Copy the lines below without any change, starting at the line with "Target object class for this labeling batch: red paint." and ending with, and including, the line with "367, 186, 375, 200". Output only those lines.

Box annotation data rows:
****************

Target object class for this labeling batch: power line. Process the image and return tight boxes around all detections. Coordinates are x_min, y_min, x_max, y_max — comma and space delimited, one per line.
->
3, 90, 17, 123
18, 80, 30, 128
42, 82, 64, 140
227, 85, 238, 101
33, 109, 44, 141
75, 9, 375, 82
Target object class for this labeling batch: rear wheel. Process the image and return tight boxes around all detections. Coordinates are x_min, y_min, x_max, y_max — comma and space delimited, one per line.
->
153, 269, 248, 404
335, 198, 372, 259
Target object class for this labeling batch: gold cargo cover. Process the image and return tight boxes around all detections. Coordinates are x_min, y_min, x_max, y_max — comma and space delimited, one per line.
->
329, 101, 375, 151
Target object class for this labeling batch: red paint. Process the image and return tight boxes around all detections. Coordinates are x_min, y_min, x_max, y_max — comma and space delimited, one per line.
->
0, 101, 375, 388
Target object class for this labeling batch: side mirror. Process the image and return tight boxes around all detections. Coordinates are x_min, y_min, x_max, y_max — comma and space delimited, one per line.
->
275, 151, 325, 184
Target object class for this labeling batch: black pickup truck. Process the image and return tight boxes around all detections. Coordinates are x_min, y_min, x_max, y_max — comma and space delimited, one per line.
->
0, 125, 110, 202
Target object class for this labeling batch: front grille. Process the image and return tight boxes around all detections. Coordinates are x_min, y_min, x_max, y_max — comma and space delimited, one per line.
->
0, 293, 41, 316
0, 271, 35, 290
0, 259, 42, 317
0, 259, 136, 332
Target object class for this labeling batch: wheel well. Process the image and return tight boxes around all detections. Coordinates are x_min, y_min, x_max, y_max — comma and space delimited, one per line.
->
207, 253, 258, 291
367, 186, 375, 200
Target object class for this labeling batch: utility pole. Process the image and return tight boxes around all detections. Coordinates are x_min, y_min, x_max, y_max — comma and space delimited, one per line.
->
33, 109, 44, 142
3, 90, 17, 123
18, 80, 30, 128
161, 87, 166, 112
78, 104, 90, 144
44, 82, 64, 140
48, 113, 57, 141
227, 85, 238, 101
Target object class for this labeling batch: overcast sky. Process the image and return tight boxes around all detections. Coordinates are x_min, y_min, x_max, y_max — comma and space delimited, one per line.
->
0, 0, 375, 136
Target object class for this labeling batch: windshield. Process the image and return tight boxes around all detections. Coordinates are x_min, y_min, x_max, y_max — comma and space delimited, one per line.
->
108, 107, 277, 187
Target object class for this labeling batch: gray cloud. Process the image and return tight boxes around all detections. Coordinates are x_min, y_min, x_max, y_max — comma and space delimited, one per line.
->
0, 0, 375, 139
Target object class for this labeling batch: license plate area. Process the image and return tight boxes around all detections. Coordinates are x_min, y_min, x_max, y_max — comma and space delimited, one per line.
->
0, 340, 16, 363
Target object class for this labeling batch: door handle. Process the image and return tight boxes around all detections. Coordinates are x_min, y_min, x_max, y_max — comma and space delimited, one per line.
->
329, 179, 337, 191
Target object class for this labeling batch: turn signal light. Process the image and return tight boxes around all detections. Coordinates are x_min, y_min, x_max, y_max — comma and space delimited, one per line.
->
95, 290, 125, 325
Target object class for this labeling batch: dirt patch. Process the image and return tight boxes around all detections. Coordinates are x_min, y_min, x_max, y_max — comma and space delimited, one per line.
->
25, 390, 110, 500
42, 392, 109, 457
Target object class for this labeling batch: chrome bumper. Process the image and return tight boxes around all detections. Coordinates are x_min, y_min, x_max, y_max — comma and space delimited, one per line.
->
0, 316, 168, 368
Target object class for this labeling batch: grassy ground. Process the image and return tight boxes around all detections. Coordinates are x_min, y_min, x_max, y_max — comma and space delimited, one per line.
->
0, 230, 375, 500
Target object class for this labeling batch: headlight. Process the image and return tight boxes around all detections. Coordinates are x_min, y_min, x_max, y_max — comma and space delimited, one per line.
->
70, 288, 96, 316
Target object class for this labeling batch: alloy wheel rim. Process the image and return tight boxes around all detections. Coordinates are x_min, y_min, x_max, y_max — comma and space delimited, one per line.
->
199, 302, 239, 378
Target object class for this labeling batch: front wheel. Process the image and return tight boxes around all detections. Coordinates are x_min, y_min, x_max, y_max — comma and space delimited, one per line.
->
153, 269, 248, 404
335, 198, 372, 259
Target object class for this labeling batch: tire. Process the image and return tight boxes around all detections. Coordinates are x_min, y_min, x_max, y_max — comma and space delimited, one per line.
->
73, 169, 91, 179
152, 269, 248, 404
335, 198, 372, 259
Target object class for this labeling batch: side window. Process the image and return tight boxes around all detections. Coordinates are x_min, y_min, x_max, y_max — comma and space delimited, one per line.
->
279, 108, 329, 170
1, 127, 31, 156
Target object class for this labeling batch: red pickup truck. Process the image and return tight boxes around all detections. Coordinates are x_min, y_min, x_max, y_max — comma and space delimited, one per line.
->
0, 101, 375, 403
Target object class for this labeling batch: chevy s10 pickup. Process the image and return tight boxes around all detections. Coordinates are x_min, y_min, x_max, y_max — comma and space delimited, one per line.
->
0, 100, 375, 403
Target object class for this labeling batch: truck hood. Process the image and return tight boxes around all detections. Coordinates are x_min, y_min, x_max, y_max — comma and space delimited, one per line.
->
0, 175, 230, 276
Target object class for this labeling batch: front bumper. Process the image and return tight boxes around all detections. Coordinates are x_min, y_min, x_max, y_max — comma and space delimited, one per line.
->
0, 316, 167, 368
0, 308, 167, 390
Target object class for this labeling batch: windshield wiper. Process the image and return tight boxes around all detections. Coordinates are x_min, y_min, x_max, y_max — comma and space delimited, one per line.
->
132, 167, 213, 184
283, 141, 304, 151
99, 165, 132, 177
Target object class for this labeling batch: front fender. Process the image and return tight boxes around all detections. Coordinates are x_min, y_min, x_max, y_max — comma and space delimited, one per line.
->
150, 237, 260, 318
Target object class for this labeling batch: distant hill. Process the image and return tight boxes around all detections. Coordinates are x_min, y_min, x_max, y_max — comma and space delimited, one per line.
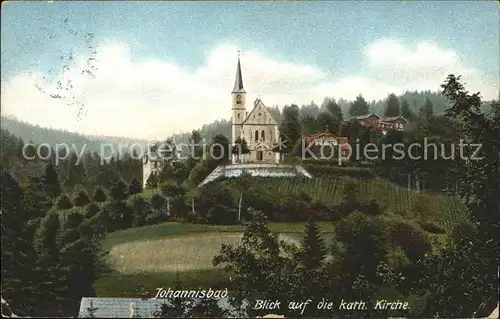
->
1, 116, 146, 152
1, 91, 491, 152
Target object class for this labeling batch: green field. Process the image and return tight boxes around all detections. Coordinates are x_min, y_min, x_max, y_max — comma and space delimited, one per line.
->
95, 222, 334, 297
95, 175, 466, 297
259, 176, 467, 231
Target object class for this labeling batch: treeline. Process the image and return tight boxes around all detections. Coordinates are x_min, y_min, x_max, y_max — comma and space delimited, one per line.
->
0, 128, 142, 193
1, 116, 146, 156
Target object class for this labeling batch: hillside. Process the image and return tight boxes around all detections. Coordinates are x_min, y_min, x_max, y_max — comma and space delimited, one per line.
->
1, 116, 146, 152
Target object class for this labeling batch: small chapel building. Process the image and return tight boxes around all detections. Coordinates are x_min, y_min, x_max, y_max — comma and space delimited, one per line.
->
231, 58, 280, 164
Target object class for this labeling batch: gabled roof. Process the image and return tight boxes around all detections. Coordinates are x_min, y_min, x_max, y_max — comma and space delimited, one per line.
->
232, 58, 246, 93
382, 115, 408, 122
78, 297, 167, 318
306, 132, 348, 148
350, 113, 380, 120
242, 99, 278, 125
255, 142, 274, 150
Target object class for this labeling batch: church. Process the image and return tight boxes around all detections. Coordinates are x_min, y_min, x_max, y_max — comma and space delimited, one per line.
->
231, 57, 280, 164
199, 57, 312, 186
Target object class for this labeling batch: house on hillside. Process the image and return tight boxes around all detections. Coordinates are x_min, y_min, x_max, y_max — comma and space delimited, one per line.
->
350, 113, 409, 135
78, 297, 235, 318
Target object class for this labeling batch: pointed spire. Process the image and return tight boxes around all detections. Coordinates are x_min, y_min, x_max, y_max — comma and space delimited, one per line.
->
232, 51, 246, 93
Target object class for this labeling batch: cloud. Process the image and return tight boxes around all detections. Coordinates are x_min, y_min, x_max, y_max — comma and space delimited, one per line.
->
364, 39, 498, 98
1, 40, 497, 139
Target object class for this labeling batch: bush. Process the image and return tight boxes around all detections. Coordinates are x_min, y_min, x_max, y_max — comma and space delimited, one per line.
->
390, 222, 431, 262
358, 200, 382, 215
418, 221, 446, 234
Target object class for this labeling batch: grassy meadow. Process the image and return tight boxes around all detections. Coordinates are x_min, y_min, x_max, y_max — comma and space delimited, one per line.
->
95, 222, 334, 297
95, 175, 466, 297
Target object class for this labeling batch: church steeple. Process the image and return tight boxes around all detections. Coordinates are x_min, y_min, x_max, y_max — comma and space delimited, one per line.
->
232, 54, 246, 93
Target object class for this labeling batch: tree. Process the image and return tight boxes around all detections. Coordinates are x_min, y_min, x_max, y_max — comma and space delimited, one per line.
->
187, 130, 203, 170
414, 75, 500, 317
92, 187, 108, 205
385, 93, 401, 117
326, 99, 344, 125
420, 97, 434, 121
0, 171, 37, 315
73, 190, 90, 213
231, 137, 250, 162
151, 194, 166, 211
131, 196, 150, 227
56, 194, 73, 210
87, 300, 99, 318
188, 298, 228, 318
390, 222, 431, 263
342, 182, 359, 208
109, 180, 128, 201
318, 112, 340, 134
279, 104, 302, 153
213, 212, 295, 317
301, 219, 327, 271
43, 162, 61, 199
210, 134, 231, 166
336, 212, 387, 297
401, 100, 415, 121
301, 114, 321, 135
349, 94, 370, 116
146, 172, 160, 190
128, 178, 142, 196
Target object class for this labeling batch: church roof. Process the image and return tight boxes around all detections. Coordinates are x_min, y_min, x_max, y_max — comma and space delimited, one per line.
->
232, 58, 246, 93
242, 99, 278, 125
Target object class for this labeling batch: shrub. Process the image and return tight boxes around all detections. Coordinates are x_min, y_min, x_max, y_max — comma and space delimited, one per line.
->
390, 222, 431, 262
418, 221, 446, 234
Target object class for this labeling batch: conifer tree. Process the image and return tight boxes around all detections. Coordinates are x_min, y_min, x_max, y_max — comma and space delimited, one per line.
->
128, 178, 142, 196
92, 187, 108, 205
301, 219, 327, 270
56, 194, 73, 210
73, 190, 90, 214
43, 162, 61, 199
109, 180, 128, 201
349, 94, 370, 116
401, 100, 415, 121
385, 93, 401, 117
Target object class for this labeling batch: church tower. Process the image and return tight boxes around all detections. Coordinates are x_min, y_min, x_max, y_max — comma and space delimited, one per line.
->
231, 56, 246, 162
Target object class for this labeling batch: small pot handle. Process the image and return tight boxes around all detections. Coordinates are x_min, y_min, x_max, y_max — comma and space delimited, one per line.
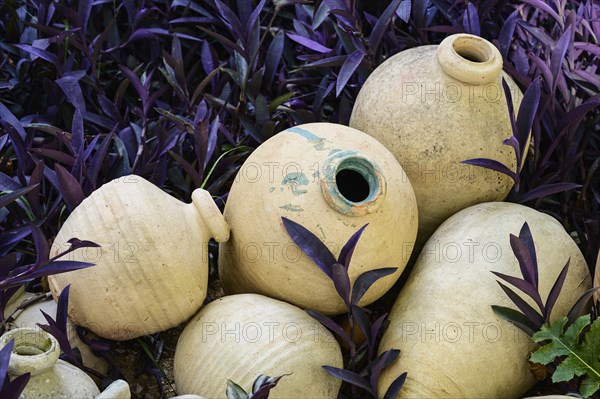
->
192, 188, 229, 242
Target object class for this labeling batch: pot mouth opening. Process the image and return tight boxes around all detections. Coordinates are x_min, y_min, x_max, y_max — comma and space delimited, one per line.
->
436, 33, 502, 85
321, 151, 386, 216
335, 157, 379, 204
452, 37, 494, 63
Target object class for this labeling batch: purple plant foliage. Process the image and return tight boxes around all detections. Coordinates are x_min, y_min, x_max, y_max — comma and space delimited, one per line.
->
0, 0, 600, 396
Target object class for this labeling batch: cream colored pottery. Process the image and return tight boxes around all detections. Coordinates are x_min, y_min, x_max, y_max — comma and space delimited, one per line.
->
350, 34, 522, 244
0, 328, 100, 399
48, 175, 229, 340
219, 123, 417, 314
6, 292, 108, 374
96, 380, 131, 399
173, 294, 342, 399
379, 202, 591, 398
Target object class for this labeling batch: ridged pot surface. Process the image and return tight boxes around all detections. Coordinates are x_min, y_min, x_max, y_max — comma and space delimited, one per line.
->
174, 294, 342, 399
219, 123, 417, 314
350, 34, 522, 244
379, 202, 591, 398
48, 176, 229, 340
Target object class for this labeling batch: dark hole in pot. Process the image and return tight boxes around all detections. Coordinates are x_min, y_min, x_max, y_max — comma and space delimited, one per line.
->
453, 38, 493, 62
335, 169, 371, 202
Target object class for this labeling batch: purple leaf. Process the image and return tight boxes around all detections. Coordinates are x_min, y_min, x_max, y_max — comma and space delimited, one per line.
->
0, 185, 37, 208
351, 305, 373, 347
518, 183, 581, 203
89, 129, 115, 188
338, 223, 369, 269
463, 2, 481, 36
552, 25, 571, 92
0, 101, 27, 140
369, 349, 400, 392
119, 64, 148, 104
215, 0, 244, 41
246, 0, 266, 37
369, 0, 401, 49
352, 267, 398, 305
510, 222, 539, 290
71, 108, 84, 155
331, 262, 350, 308
335, 50, 365, 97
287, 33, 332, 54
497, 281, 544, 331
498, 10, 518, 60
77, 0, 94, 33
281, 216, 336, 278
492, 272, 544, 310
461, 158, 519, 183
0, 339, 15, 389
544, 258, 571, 323
492, 305, 540, 336
55, 71, 86, 113
263, 30, 285, 87
54, 164, 85, 212
29, 224, 50, 268
383, 371, 407, 399
14, 44, 61, 74
322, 366, 376, 396
305, 310, 354, 346
56, 284, 71, 334
567, 287, 600, 324
515, 79, 540, 154
396, 0, 411, 23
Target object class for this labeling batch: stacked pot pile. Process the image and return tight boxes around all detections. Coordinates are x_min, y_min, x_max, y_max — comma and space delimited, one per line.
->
0, 34, 590, 398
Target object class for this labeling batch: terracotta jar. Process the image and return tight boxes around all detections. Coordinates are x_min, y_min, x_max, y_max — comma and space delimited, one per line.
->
173, 294, 343, 399
379, 202, 591, 398
48, 176, 229, 340
350, 34, 525, 244
0, 328, 100, 399
6, 292, 108, 378
219, 123, 417, 314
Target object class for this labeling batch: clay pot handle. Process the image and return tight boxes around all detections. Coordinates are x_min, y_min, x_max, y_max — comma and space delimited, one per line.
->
192, 188, 229, 242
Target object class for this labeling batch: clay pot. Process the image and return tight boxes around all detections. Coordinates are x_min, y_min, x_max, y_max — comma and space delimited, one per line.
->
173, 294, 342, 399
48, 176, 229, 340
350, 34, 525, 245
379, 202, 591, 398
6, 292, 108, 378
219, 123, 417, 314
0, 328, 100, 399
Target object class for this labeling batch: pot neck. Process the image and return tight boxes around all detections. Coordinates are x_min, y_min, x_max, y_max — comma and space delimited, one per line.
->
0, 328, 60, 376
321, 151, 387, 216
436, 33, 502, 85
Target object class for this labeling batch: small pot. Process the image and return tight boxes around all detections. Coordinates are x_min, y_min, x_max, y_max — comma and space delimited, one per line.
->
0, 328, 100, 399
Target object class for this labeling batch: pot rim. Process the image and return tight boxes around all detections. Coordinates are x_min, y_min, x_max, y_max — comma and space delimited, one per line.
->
320, 150, 387, 216
436, 33, 503, 85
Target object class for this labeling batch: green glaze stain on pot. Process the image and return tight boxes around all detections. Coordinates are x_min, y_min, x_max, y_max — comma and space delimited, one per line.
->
287, 126, 327, 151
281, 172, 308, 196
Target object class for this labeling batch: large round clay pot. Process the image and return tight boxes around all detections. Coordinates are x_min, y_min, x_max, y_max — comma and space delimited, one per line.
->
48, 176, 229, 340
0, 328, 100, 399
379, 202, 591, 398
350, 34, 522, 244
173, 294, 343, 399
219, 123, 417, 314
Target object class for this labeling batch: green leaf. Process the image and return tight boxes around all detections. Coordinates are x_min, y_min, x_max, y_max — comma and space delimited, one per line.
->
530, 315, 600, 397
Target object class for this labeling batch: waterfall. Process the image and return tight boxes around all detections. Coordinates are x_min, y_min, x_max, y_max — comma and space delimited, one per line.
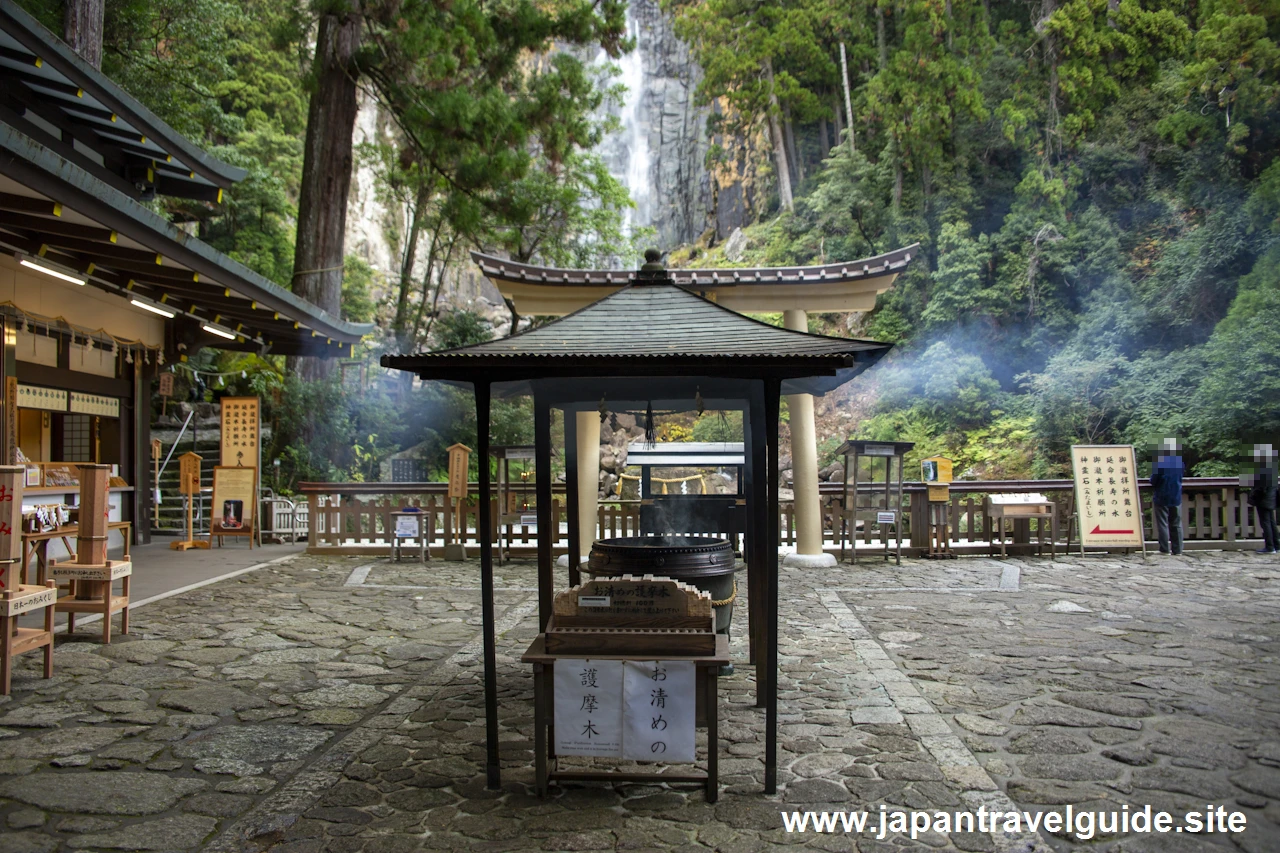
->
620, 12, 653, 232
595, 0, 714, 250
596, 3, 653, 234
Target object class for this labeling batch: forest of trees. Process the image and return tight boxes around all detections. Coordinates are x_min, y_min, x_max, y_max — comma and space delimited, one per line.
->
22, 0, 1280, 478
667, 0, 1280, 475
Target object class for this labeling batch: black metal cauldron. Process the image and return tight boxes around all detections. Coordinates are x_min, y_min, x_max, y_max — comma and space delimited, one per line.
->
586, 535, 737, 634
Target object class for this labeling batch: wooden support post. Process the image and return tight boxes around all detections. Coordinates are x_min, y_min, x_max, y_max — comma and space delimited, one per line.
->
742, 393, 769, 686
475, 382, 502, 789
534, 388, 556, 631
564, 409, 582, 587
0, 465, 56, 695
764, 379, 782, 794
50, 465, 133, 643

****************

▶ **Answer to the exercise**
Target object class for this labeling batch: red paint. Process the image and return tight boxes around all detections. Coordinates are x_min, y_min, x_max, y_max — comma and space delimited, one per line.
->
0, 101, 375, 388
Target object class for this labeling batch: side mirror. Process the image and return tight boxes around all detections. Coordinates are x_min, y_min, x_max, y_max — comma and space delimited, one per line.
->
275, 151, 325, 184
Target object class for this labeling batch: black pickup truck. Process the image and return tight boxes around all detections. Coordinates are x_min, y_min, x_max, y_max — comma and space delimited, one per line.
->
0, 125, 110, 202
Target object class for this labeling batch: front grille. Process the image and return tight boxes around all detections. Coordinates are x_min, y_min, x_max, y_max — comma and space delimited, one per line.
->
0, 293, 41, 316
0, 271, 35, 290
0, 259, 42, 317
0, 259, 136, 332
Target object class for this labeling batch: wheel well. Process the image and return tight boxes around all detections. Coordinates are x_min, y_min, x_max, y_max — comma and space delimited, one per line.
->
207, 253, 258, 291
367, 186, 375, 200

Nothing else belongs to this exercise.